**TASK BRIEF**
From the listing below, copy out every line where the word "flower" appears.

**RECORD EXTRACTS**
____

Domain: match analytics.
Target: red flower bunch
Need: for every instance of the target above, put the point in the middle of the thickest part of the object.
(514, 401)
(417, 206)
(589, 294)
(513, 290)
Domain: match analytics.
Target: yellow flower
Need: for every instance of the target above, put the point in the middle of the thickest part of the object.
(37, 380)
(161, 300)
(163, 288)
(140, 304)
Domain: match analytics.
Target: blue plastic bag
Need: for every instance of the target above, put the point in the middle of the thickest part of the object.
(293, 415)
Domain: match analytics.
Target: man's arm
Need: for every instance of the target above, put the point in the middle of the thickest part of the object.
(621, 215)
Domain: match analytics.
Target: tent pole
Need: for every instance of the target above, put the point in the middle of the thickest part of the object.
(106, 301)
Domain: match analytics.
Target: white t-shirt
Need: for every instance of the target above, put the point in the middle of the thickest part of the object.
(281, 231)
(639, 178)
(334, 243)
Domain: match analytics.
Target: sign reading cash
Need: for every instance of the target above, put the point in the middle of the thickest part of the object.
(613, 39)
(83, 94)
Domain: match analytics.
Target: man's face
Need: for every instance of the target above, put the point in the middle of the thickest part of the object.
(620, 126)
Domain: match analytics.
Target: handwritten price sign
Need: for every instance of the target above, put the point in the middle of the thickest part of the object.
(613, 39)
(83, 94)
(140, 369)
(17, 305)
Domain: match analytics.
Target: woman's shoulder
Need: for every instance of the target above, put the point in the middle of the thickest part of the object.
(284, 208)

____

**ANSWER**
Target: red flower bunch
Target: yellow flower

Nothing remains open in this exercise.